The Italian Job – Part One: Lost In Translation

One of my favourite aspects of covering club rugby is shining a light on those players ready and willing to take that step to the next level. But while a significant number across Australian Super Rugby’s five teams hail from the fertile breeding grounds of the Shute Shield – around 70% – there are only so many places going spare each year. As a result, we’re seeing an increasing amount of players seek their professional breakthrough overseas, with Europe the most popular destination.

Three players who fall firmly into the category of ‘pro-ready’ are Manly’s Ed Gower, Warringah’s Sam Ward, and Eastwood’s Tom Hill. I’ve been banging the drum on 29-year-old Ed’s behalf for years, and it still baffles me why no-one has found a place for the uncompromising lock on these shores, while 26-year-old Sam and Tom’s performances in club colours, in the last two seasons in particular, have seen them also push very much to the front of the queue for a ride in the next cab off the Super Rugby rank.

But with nothing concrete on the table at the end of the 2015 club season, the talented trio – who put club allegiances aside to run out together for the Sydney Rays in the NRC – jumped at the opportunity to experience life as a professional in Italy. They didn’t arrive in Il Belpaese, ‘the beautiful country’, at the same time or via the same path. But when they did, they enjoyed an experience they will never forget, with Sam and Tom – and Gordon’s Scottish prop Nick Fraser – playing alongside each other at Piacenza Lyons, and Ed three hours up the road with Petrarca.

Now back home and back in time to try and drive their respective clubs towards the finals and beyond, the three sat down earlier this week for a cappuccino (Hill and Gower), and a lungo (Ward) to reflect on their Italian adventure, the Shute Shield challenge lying before them in the next few weeks, and what lies further down the road on their ongoing rugby journey.

I wanted to know what life is really like for an Australian rugby player on the other side of the world – on and off the field. Is it all it’s cracked it up to be? Is it the opportunity of a lifetime or one that needs careful consideration? Are there any downsides or is it all win-win?

------------------------------------

_Short problem:_ Extract everything in the rugby article from "But with nothing" down to "road with Petrarca.", copying it word for word.

_Stored rows:_
------------------------------------

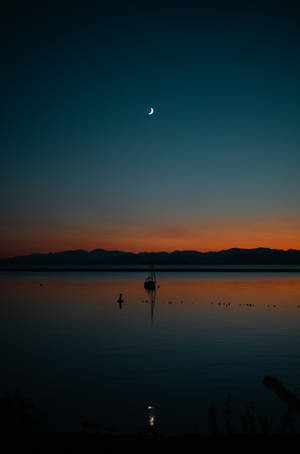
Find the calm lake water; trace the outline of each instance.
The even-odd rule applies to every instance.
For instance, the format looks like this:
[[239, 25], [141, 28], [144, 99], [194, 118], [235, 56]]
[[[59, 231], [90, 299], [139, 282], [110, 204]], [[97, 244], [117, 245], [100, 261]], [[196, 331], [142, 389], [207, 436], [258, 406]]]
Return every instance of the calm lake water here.
[[252, 405], [276, 425], [286, 407], [262, 380], [299, 396], [300, 277], [162, 272], [155, 294], [144, 278], [2, 272], [0, 390], [22, 388], [40, 430], [135, 433], [152, 415], [162, 433], [206, 433], [229, 394], [237, 424]]

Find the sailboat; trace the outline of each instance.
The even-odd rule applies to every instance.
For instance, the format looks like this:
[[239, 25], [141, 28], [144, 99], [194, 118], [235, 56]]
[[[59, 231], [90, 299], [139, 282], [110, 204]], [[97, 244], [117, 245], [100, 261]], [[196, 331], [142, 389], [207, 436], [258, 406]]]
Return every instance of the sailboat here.
[[149, 276], [145, 279], [144, 287], [147, 290], [155, 290], [156, 289], [156, 276], [154, 267], [152, 266], [151, 272]]

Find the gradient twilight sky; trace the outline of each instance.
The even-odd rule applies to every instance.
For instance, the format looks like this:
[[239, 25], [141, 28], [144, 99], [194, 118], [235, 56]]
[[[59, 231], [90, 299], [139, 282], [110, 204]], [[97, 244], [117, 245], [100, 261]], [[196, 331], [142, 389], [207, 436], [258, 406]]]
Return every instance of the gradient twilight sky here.
[[300, 7], [180, 3], [2, 10], [1, 256], [300, 249]]

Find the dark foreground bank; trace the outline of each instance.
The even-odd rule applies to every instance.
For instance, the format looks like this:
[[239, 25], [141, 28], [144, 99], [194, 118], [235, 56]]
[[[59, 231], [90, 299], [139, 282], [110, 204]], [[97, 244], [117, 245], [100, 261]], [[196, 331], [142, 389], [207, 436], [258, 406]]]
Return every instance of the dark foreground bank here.
[[245, 450], [259, 447], [263, 450], [299, 446], [299, 436], [235, 436], [235, 437], [200, 437], [185, 435], [178, 437], [164, 436], [101, 436], [86, 433], [36, 433], [18, 437], [2, 437], [2, 443], [9, 443], [6, 452], [30, 452], [32, 454], [48, 453], [103, 453], [118, 452], [126, 449], [142, 450], [140, 452], [192, 452], [203, 449], [237, 448]]

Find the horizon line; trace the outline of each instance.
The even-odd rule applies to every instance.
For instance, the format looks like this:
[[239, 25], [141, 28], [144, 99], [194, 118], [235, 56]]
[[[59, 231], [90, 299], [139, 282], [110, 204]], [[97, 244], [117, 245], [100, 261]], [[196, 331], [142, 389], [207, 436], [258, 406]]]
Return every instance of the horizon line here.
[[121, 250], [121, 249], [104, 249], [104, 248], [95, 248], [95, 249], [64, 249], [64, 250], [59, 250], [59, 251], [50, 251], [50, 252], [31, 252], [29, 254], [23, 254], [23, 255], [13, 255], [13, 256], [6, 256], [6, 257], [0, 257], [0, 260], [6, 260], [6, 259], [13, 259], [17, 257], [30, 257], [31, 255], [49, 255], [49, 254], [61, 254], [64, 252], [77, 252], [77, 251], [83, 251], [87, 253], [91, 253], [94, 251], [105, 251], [105, 252], [121, 252], [124, 254], [133, 254], [133, 255], [139, 255], [139, 254], [173, 254], [174, 252], [196, 252], [199, 254], [209, 254], [209, 253], [219, 253], [219, 252], [227, 252], [231, 250], [243, 250], [243, 251], [255, 251], [258, 249], [265, 249], [265, 250], [271, 250], [271, 251], [282, 251], [282, 252], [289, 252], [289, 251], [295, 251], [295, 252], [300, 252], [299, 249], [277, 249], [277, 248], [271, 248], [271, 247], [266, 247], [266, 246], [257, 246], [254, 248], [243, 248], [243, 247], [230, 247], [227, 249], [219, 249], [219, 250], [212, 250], [212, 249], [205, 249], [205, 250], [197, 250], [197, 249], [174, 249], [172, 251], [165, 251], [165, 250], [157, 250], [157, 251], [147, 251], [147, 250], [142, 250], [139, 252], [133, 252], [133, 251], [127, 251], [127, 250]]

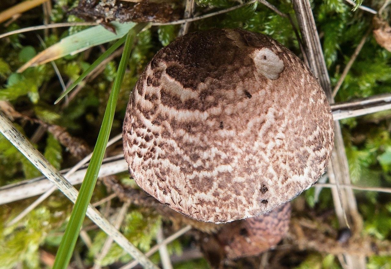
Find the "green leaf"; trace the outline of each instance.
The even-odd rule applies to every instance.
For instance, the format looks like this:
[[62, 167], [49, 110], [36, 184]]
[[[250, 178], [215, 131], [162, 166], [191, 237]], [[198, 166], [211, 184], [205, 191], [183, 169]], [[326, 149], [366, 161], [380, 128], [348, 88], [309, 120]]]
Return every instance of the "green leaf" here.
[[121, 23], [117, 22], [112, 22], [111, 24], [115, 28], [116, 34], [101, 25], [78, 32], [63, 38], [59, 43], [40, 52], [21, 67], [18, 72], [23, 72], [30, 66], [48, 63], [66, 55], [73, 55], [89, 48], [120, 38], [136, 25], [134, 22]]
[[0, 58], [0, 77], [5, 78], [7, 75], [11, 73], [11, 68], [9, 65], [4, 61], [2, 58]]
[[125, 42], [125, 39], [126, 39], [126, 36], [125, 36], [118, 40], [112, 46], [110, 47], [106, 51], [104, 52], [102, 55], [99, 57], [98, 59], [97, 59], [95, 61], [94, 61], [92, 65], [90, 65], [86, 70], [83, 72], [80, 77], [79, 77], [72, 84], [71, 84], [69, 87], [65, 91], [64, 91], [63, 93], [60, 96], [60, 97], [56, 100], [54, 102], [54, 104], [57, 104], [59, 102], [61, 99], [63, 98], [67, 94], [69, 93], [69, 92], [72, 91], [74, 88], [76, 87], [80, 82], [81, 82], [83, 79], [84, 79], [87, 75], [91, 73], [91, 71], [93, 70], [94, 68], [96, 67], [98, 65], [99, 65], [100, 63], [102, 63], [103, 60], [107, 58], [109, 56], [113, 53], [115, 50], [118, 48], [120, 46], [122, 45]]
[[164, 47], [172, 42], [178, 35], [178, 27], [176, 25], [163, 25], [159, 27], [159, 40]]
[[145, 23], [137, 25], [133, 29], [129, 30], [127, 35], [124, 52], [118, 67], [117, 76], [115, 78], [113, 89], [109, 97], [102, 127], [98, 136], [95, 148], [84, 180], [81, 185], [79, 194], [72, 211], [69, 222], [66, 226], [65, 233], [57, 252], [53, 269], [66, 268], [72, 256], [103, 160], [113, 124], [117, 97], [124, 78], [126, 65], [130, 56], [133, 39], [136, 34], [142, 30], [145, 25]]
[[391, 170], [391, 147], [387, 147], [384, 153], [377, 157], [377, 160], [384, 171]]
[[37, 52], [34, 47], [26, 46], [22, 49], [19, 52], [19, 61], [22, 63], [27, 63], [37, 54]]
[[46, 147], [43, 156], [57, 170], [61, 168], [63, 160], [62, 152], [62, 149], [59, 142], [52, 134], [49, 133], [46, 139]]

------------------------------------

_The solution:_
But with nothing concrete on the table at the end of the 2015 club season, the talented trio – who put club allegiances aside to run out together for the Sydney Rays in the NRC – jumped at the opportunity to experience life as a professional in Italy. They didn’t arrive in Il Belpaese, ‘the beautiful country’, at the same time or via the same path. But when they did, they enjoyed an experience they will never forget, with Sam and Tom – and Gordon’s Scottish prop Nick Fraser – playing alongside each other at Piacenza Lyons, and Ed three hours up the road with Petrarca.